>> START Raw records

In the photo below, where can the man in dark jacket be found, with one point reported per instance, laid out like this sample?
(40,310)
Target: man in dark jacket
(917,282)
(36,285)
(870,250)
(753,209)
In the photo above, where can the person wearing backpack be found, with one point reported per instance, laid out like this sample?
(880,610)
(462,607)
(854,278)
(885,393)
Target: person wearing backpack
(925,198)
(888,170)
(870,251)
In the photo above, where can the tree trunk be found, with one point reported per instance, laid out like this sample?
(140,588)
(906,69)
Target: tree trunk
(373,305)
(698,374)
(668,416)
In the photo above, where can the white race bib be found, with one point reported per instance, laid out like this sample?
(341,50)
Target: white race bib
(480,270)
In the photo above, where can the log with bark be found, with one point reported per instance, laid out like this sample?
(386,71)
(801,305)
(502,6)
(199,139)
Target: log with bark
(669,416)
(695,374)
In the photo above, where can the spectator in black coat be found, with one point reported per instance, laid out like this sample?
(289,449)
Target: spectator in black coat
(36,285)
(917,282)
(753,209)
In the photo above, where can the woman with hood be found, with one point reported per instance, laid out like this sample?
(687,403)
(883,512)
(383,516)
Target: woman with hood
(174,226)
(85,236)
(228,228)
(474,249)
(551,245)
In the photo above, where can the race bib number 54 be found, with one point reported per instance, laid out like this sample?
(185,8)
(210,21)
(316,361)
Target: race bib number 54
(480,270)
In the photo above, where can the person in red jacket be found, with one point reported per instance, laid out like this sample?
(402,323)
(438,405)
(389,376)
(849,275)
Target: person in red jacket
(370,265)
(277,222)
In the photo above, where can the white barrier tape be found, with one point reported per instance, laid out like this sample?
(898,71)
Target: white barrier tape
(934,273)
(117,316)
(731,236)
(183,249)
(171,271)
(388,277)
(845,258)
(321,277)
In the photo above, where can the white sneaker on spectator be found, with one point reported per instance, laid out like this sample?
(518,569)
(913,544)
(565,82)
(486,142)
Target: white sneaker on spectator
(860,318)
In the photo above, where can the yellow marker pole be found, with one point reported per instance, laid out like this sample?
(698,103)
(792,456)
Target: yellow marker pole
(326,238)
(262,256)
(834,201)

>> END Raw records

■ **Task**: Can you output every line of the records above as a JSON list of strings, one string per line, with blank lines left out?

■ **Reply**:
[
  "In the photo below, where can the man in dark jacket be found, with one point reported per instance, laid out like this sample?",
  "(40,310)",
  "Target: man in dark jacket",
  "(917,282)",
  "(36,285)",
  "(870,250)",
  "(753,209)",
  "In the photo above, where can the person wearing backpack be found, with one point reported per instance, laid out like this sample?",
  "(880,610)",
  "(462,607)",
  "(854,278)",
  "(885,393)",
  "Target: person wearing backpack",
  "(925,198)",
  "(888,170)",
  "(870,251)",
  "In the photo above, where can the tree trunk be found, with one point reported per instance, laid out like this sample?",
  "(140,588)",
  "(906,69)",
  "Target: tree trunk",
  "(373,305)",
  "(698,374)",
  "(668,416)",
  "In the photo above, where can the white race bib be found, with one point reported per instance, laid out like this sample?",
  "(341,50)",
  "Target: white race bib",
  "(480,270)",
  "In the photo above, where can the log with bark be found, with one point reported per instance, laid out like this sample?",
  "(386,71)",
  "(801,305)",
  "(502,6)",
  "(199,139)",
  "Target: log with bark",
  "(669,416)",
  "(695,374)",
  "In the photo above, where can the spectator in black coat be found, with one point reported per instance, laid out like this sample?",
  "(289,449)",
  "Target: spectator in black coat",
  "(36,285)",
  "(917,282)",
  "(753,209)",
  "In the photo above, where can the woman with hood be found, with one point reported per instance, laid out like this sample?",
  "(687,403)",
  "(883,512)",
  "(383,516)",
  "Target: woman with hood",
  "(174,226)",
  "(85,236)",
  "(228,228)",
  "(474,249)",
  "(551,245)",
  "In the photo above, where can the race bib number 54 be found, with one point reported per instance, laid out like this sample?",
  "(185,8)",
  "(210,21)",
  "(316,361)",
  "Target: race bib number 54",
  "(480,270)",
  "In the photo above, where can the person in red jacket be found, with one point reported per instance, laid out like this sample?",
  "(402,323)",
  "(438,405)",
  "(389,376)",
  "(849,275)",
  "Target: person in red jacket",
  "(370,265)",
  "(277,222)",
  "In the photo above, where can the white barrier tape be found, with one point reported per instance, laid out like this sample?",
  "(898,71)",
  "Target: white barrier tape",
  "(934,273)",
  "(117,316)",
  "(731,236)",
  "(183,249)",
  "(171,271)",
  "(388,277)",
  "(845,258)",
  "(321,277)",
  "In the photo above, where can the white sneaker on spectator be found, with one point reported per instance, laid out like this sample?",
  "(518,569)",
  "(913,544)",
  "(565,82)",
  "(486,142)",
  "Target: white sneaker on spectator",
  "(860,318)",
  "In the photo above, where can the yellow marker pole be found, with one point reported per instance, laid out like this sample?",
  "(698,103)",
  "(792,456)",
  "Target: yellow marker pole",
  "(326,238)",
  "(262,256)",
  "(834,201)"
]